───── WORKING DATA

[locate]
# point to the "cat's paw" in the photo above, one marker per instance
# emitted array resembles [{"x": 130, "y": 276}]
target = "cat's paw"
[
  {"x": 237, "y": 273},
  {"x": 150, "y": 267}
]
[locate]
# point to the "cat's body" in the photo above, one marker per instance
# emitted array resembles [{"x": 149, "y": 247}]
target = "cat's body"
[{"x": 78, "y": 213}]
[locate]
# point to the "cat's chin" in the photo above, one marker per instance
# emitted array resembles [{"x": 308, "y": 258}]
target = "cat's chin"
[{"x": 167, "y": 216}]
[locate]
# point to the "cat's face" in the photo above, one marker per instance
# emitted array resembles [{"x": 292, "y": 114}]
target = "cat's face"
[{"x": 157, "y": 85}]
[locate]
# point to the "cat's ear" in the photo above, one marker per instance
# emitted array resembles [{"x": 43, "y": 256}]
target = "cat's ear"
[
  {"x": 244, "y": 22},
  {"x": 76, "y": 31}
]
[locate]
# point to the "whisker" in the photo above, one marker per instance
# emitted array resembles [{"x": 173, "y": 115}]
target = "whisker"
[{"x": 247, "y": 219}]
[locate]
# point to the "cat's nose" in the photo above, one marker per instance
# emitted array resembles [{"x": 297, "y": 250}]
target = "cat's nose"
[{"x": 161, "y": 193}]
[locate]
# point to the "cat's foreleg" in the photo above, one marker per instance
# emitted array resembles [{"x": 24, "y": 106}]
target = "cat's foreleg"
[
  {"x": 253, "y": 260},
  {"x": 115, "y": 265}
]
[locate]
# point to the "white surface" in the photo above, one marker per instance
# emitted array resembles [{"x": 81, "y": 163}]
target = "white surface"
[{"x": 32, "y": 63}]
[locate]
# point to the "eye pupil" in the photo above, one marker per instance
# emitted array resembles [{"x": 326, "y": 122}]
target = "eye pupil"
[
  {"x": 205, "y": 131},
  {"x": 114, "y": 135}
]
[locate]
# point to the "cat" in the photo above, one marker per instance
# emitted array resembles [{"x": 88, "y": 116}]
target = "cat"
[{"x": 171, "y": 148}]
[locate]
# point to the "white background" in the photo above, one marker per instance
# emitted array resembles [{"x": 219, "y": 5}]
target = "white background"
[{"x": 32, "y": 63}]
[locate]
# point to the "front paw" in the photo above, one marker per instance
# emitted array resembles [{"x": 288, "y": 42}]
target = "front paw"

──────────

▶ [TASK BRIEF] The output should be a character-exact copy of all entries.

▶ [SOLUTION FOR THIS PROBLEM]
[locate]
# point to the "cat's paw" in the photo above, one marker per instance
# emitted array resembles [{"x": 130, "y": 276}]
target = "cat's paw"
[
  {"x": 237, "y": 273},
  {"x": 150, "y": 267}
]
[locate]
# point to the "cat's body" in the photo above, one marker per instance
# emitted array resembles [{"x": 149, "y": 247}]
target = "cat's body"
[{"x": 78, "y": 213}]
[locate]
# point to the "cat's chin" in the photo above, one marker per instance
# emitted array resembles [{"x": 308, "y": 258}]
target = "cat's chin"
[{"x": 167, "y": 216}]
[locate]
# point to the "cat's face" in the photo above, one marker per instance
# emitted array resembles [{"x": 292, "y": 114}]
target = "cat's face"
[{"x": 157, "y": 85}]
[locate]
# point to the "cat's ear" in the photo above, one marker per instance
# emitted array resembles [{"x": 43, "y": 256}]
target = "cat's ear"
[
  {"x": 244, "y": 22},
  {"x": 76, "y": 31}
]
[locate]
# point to the "whisker" in the photo above, one marker per instance
# emitted array resembles [{"x": 173, "y": 115}]
target = "whisker"
[{"x": 247, "y": 219}]
[locate]
# point to the "cat's nose" in the photo above, one marker per instance
# emitted array resembles [{"x": 297, "y": 250}]
target = "cat's nose"
[{"x": 161, "y": 193}]
[locate]
# point to the "cat's foreleg" in the photo above, one marker per instance
# emitted array resembles [{"x": 24, "y": 106}]
target = "cat's foreleg"
[
  {"x": 253, "y": 260},
  {"x": 115, "y": 265}
]
[locate]
# point to the "white surface" in the photo above, one marker per instance
# emitted array resembles [{"x": 81, "y": 163}]
target = "white surface"
[{"x": 32, "y": 63}]
[locate]
# point to the "eye pupil" in the photo above, one marker per instance
# emitted array resembles [{"x": 326, "y": 122}]
target = "eye pupil"
[
  {"x": 205, "y": 131},
  {"x": 114, "y": 135}
]
[locate]
# point to the "cat" in the photo above, one marker per instance
# emitted array resembles [{"x": 88, "y": 116}]
target = "cat"
[{"x": 171, "y": 148}]
[locate]
# point to the "white background" in the photo above, one marker per instance
# emitted array resembles [{"x": 219, "y": 5}]
target = "white background"
[{"x": 32, "y": 63}]
[locate]
# point to the "front paw" in the photo above, one marker per instance
# emitted array resembles [{"x": 288, "y": 42}]
target = "front paw"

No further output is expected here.